* **What the exercise asks**: Copy every one of the records below, reproducing each line character for character.

* **Dataset entries**:
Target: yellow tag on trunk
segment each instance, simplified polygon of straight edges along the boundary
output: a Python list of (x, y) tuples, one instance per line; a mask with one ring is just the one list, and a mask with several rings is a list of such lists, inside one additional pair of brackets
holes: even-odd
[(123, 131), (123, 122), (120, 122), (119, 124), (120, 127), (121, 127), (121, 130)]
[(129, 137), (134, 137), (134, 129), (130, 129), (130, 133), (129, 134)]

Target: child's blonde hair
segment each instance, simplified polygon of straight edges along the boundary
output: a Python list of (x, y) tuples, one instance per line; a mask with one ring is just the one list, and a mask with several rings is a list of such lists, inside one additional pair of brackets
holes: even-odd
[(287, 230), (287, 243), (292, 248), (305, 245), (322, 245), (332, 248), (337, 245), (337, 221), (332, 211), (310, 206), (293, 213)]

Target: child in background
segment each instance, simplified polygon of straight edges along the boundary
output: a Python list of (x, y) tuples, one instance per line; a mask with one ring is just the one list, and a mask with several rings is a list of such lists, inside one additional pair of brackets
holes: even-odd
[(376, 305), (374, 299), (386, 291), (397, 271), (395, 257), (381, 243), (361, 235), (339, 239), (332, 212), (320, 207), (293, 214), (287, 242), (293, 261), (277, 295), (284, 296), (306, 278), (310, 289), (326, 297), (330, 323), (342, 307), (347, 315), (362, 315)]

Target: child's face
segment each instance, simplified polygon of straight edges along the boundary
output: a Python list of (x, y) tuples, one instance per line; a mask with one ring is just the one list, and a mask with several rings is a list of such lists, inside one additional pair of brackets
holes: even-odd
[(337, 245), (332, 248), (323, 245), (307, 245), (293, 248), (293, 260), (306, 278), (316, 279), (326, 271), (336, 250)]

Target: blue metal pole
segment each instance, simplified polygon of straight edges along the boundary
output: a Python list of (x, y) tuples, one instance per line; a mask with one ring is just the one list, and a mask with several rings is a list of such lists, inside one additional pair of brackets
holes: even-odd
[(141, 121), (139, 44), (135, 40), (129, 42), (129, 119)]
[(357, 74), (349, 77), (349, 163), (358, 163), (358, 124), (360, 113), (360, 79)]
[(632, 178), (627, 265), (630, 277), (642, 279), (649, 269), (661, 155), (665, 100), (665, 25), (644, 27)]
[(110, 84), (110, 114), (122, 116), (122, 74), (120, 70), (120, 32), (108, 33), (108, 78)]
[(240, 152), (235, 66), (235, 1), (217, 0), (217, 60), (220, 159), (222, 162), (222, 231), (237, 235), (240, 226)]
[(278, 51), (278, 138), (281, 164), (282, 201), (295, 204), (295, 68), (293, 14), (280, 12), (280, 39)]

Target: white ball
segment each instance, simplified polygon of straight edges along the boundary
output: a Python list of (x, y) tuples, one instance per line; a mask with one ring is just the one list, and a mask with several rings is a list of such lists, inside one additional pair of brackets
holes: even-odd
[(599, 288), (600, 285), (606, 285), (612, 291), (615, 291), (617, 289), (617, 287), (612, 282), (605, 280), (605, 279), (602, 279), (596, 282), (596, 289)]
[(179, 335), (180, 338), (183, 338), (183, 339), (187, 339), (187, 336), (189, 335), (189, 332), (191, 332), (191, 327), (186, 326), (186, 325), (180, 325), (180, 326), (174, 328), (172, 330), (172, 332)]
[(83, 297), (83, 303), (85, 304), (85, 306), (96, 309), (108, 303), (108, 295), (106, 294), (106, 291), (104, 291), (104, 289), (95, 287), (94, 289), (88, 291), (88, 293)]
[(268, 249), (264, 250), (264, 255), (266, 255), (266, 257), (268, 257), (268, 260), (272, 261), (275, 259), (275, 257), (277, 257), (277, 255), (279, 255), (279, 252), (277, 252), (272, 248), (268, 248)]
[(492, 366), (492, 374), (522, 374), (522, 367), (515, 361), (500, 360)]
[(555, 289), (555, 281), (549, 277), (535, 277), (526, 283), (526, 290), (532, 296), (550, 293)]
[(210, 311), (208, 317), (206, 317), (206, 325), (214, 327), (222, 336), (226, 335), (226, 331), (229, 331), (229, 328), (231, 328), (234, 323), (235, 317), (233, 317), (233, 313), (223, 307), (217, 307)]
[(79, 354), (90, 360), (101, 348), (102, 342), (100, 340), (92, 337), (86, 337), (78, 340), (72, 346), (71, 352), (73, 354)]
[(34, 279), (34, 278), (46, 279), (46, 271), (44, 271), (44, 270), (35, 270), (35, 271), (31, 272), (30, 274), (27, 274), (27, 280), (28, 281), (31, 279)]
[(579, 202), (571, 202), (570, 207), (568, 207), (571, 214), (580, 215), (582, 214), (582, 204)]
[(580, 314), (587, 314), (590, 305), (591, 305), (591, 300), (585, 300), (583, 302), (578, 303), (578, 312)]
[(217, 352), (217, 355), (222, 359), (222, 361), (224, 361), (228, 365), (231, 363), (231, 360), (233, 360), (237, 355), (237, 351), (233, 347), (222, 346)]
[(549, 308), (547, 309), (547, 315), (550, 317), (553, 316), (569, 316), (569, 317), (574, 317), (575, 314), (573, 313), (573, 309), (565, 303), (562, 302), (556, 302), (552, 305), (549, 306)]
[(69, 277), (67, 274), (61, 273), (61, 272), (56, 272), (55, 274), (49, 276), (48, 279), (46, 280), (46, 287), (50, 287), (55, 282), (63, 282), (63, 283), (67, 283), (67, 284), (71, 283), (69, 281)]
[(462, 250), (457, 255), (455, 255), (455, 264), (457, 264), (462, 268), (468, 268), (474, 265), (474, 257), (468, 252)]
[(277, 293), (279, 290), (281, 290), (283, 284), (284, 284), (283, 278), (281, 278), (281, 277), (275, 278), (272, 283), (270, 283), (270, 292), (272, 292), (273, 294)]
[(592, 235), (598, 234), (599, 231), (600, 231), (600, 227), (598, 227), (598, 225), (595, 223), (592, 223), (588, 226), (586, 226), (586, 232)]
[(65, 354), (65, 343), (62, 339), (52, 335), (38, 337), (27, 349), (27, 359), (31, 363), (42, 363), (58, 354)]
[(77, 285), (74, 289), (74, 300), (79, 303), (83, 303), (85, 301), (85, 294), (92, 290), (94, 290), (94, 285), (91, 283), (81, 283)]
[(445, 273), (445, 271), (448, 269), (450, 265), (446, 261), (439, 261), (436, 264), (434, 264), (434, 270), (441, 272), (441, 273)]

* **Output for this task**:
Target: yellow tag on trunk
segment each instance, simplified polygon of straight edges along the boundary
output: a Python list of (x, y) tuples, one instance per line; a mask with one ring is just the one list, and a mask with several rings is a list of such lists, inside one additional pair of brackets
holes: even-odd
[(123, 131), (123, 122), (120, 122), (119, 124), (120, 127), (121, 127), (121, 130)]
[(129, 137), (134, 137), (134, 129), (130, 129), (130, 133), (129, 134)]

Target: child's blonde hair
segment each instance, simplified polygon of straight edges along the boundary
output: a Python list of (x, y) tuples, one instance per line; a mask with one ring is just the one list, and a mask with several rings is a list of such lists, inside one additional pair of brackets
holes: even-odd
[(287, 230), (287, 243), (292, 248), (305, 245), (322, 245), (332, 248), (337, 245), (337, 221), (332, 211), (310, 206), (293, 213)]

Target: child in background
segment each instance, simplified polygon of straight edges along the boundary
output: a Python list of (x, y) tuples, one instance per line; a mask with one ring is just the one list, and a mask with several rings is a list of such lists, inside one additional pair of brackets
holes: even-odd
[(376, 305), (374, 299), (386, 291), (397, 271), (395, 257), (381, 243), (361, 235), (339, 239), (332, 212), (320, 207), (293, 214), (287, 242), (293, 261), (277, 295), (284, 296), (306, 278), (310, 289), (326, 297), (330, 323), (342, 307), (347, 315), (362, 315)]

Target: child's face
segment each instance, simplified polygon of straight edges along the boundary
output: a Python list of (x, y) tuples, one instance per line; a mask with one ring is just the one list, and a mask with several rings is a list of such lists, inside one additional pair of brackets
holes: even-odd
[(337, 245), (332, 248), (323, 245), (307, 245), (293, 248), (293, 260), (306, 278), (316, 279), (326, 271), (336, 250)]

Target: blue metal pole
segment each instance, simplified polygon of straight edges along the boundary
output: a Python list of (x, y) tuples, one instance per line; a mask with one ring is just the one list, and a mask with several rings is a list of such lists, inside one additional pair of brackets
holes: even-odd
[(141, 121), (139, 44), (135, 40), (129, 42), (129, 119)]
[(357, 74), (349, 77), (349, 163), (358, 163), (358, 124), (360, 113), (360, 79)]
[(632, 178), (627, 265), (630, 277), (642, 279), (649, 269), (661, 155), (665, 100), (665, 25), (644, 27)]
[(110, 84), (110, 114), (122, 116), (122, 74), (120, 70), (120, 32), (108, 33), (108, 78)]
[(240, 152), (235, 66), (235, 1), (217, 0), (217, 60), (220, 159), (222, 162), (222, 231), (237, 235), (240, 226)]
[(278, 51), (278, 138), (281, 164), (282, 201), (295, 204), (295, 68), (293, 14), (280, 12), (280, 39)]

Target: white ball
segment each instance, simplified polygon of straight edges along the boundary
output: a Python list of (x, y) tuples, one instance per line; a mask with one ring is just the one list, and a mask with several rings is a list of such lists, inside one additional pair of brackets
holes: even-odd
[(599, 288), (600, 285), (606, 285), (612, 291), (615, 291), (617, 289), (617, 287), (612, 282), (605, 280), (605, 279), (602, 279), (596, 282), (596, 289)]
[(179, 335), (180, 338), (183, 338), (183, 339), (187, 339), (187, 336), (189, 335), (189, 332), (191, 332), (191, 327), (186, 326), (186, 325), (180, 325), (180, 326), (174, 328), (172, 330), (172, 332)]
[(83, 297), (83, 303), (85, 304), (85, 306), (96, 309), (108, 303), (108, 295), (106, 294), (106, 291), (104, 291), (104, 289), (95, 287), (94, 289), (88, 291), (88, 293)]
[(268, 249), (264, 250), (264, 255), (266, 255), (266, 257), (268, 257), (268, 260), (272, 261), (275, 259), (275, 257), (277, 257), (277, 255), (279, 255), (279, 252), (277, 252), (272, 248), (268, 248)]
[(492, 366), (492, 374), (522, 374), (522, 367), (515, 361), (500, 360)]
[(555, 289), (555, 281), (549, 277), (535, 277), (526, 283), (526, 290), (532, 296), (550, 293)]
[(210, 311), (208, 317), (206, 317), (206, 325), (214, 327), (222, 336), (226, 335), (226, 331), (229, 331), (229, 328), (231, 328), (234, 323), (235, 317), (233, 317), (233, 313), (223, 307), (217, 307)]
[(79, 354), (90, 360), (101, 348), (102, 342), (100, 340), (92, 337), (86, 337), (78, 340), (72, 346), (71, 352), (73, 354)]
[(34, 279), (34, 278), (46, 279), (46, 271), (44, 271), (44, 270), (35, 270), (35, 271), (31, 272), (30, 274), (27, 274), (27, 280), (28, 281), (31, 279)]
[(579, 202), (571, 202), (570, 207), (568, 207), (571, 214), (580, 215), (582, 214), (582, 204)]
[(580, 314), (587, 314), (590, 305), (591, 305), (591, 300), (585, 300), (583, 302), (578, 303), (578, 312)]
[(217, 352), (217, 355), (222, 359), (222, 361), (224, 361), (228, 365), (231, 363), (231, 360), (233, 360), (237, 355), (237, 351), (233, 347), (222, 346)]
[(549, 308), (547, 309), (547, 315), (550, 317), (553, 316), (569, 316), (569, 317), (574, 317), (575, 314), (573, 313), (573, 309), (565, 303), (562, 302), (556, 302), (552, 305), (549, 306)]
[(69, 277), (67, 274), (61, 273), (61, 272), (56, 272), (55, 274), (49, 276), (48, 279), (46, 280), (46, 287), (50, 287), (55, 282), (63, 282), (63, 283), (67, 283), (67, 284), (71, 283), (69, 281)]
[(462, 250), (457, 255), (455, 255), (455, 264), (457, 264), (462, 268), (468, 268), (474, 265), (474, 257), (468, 252)]
[(277, 293), (279, 290), (281, 290), (283, 284), (284, 284), (283, 278), (281, 278), (281, 277), (275, 278), (272, 283), (270, 283), (270, 292), (272, 292), (273, 294)]
[(592, 235), (598, 234), (599, 231), (600, 231), (600, 227), (598, 227), (598, 225), (595, 223), (592, 223), (588, 226), (586, 226), (586, 232)]
[(65, 354), (65, 343), (62, 339), (52, 335), (38, 337), (27, 349), (27, 359), (31, 363), (42, 363), (58, 354)]
[(77, 285), (74, 289), (74, 300), (79, 303), (83, 303), (85, 301), (85, 294), (92, 290), (94, 290), (94, 285), (91, 283), (81, 283)]
[(445, 273), (445, 271), (448, 269), (450, 265), (446, 261), (439, 261), (436, 264), (434, 264), (434, 270), (441, 272), (441, 273)]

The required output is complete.